INSTRUCTIONS FOR THE TASK: Write out the material below as a Markdown table with two columns, No. for the row number and Line for the text. Skip blank lines and leave out the pictures.
· · · ·
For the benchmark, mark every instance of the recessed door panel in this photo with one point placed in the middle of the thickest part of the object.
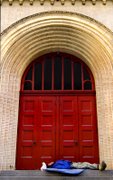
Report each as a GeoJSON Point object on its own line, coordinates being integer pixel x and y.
{"type": "Point", "coordinates": [88, 129]}
{"type": "Point", "coordinates": [68, 128]}
{"type": "Point", "coordinates": [56, 127]}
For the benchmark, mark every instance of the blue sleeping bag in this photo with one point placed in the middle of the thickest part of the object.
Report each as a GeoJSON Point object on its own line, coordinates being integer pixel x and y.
{"type": "Point", "coordinates": [64, 167]}
{"type": "Point", "coordinates": [66, 171]}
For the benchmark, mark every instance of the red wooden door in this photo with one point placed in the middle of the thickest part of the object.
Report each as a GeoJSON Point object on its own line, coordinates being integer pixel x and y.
{"type": "Point", "coordinates": [56, 127]}
{"type": "Point", "coordinates": [68, 128]}
{"type": "Point", "coordinates": [88, 135]}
· · · ·
REPLY:
| No. | Line |
|---|---|
| 1 | For the benchmark, mark every instance of the recessed door panel in this photo with one point placed in the middle of the thickest part of the object. |
| 2 | Report each as a GeoJSON Point object on its own line, coordinates being integer pixel x and y. |
| 3 | {"type": "Point", "coordinates": [88, 129]} |
| 4 | {"type": "Point", "coordinates": [68, 128]} |
| 5 | {"type": "Point", "coordinates": [56, 127]} |
| 6 | For the benchmark, mark every instance of the blue sleeping bag in this photo with one point placed in the middle of the thickest part of the object. |
| 7 | Report each as a GeoJSON Point object on its own line, coordinates being integer pixel x and y. |
| 8 | {"type": "Point", "coordinates": [64, 167]} |
| 9 | {"type": "Point", "coordinates": [66, 171]} |
| 10 | For the benchmark, mark every instance of the red wooden door in this photo with one point placed in the middle of the thickest part of the object. |
| 11 | Report each as a GeoJSON Point object on its own line, coordinates being integer pixel x and y. |
| 12 | {"type": "Point", "coordinates": [56, 127]} |
| 13 | {"type": "Point", "coordinates": [68, 128]} |
| 14 | {"type": "Point", "coordinates": [88, 135]} |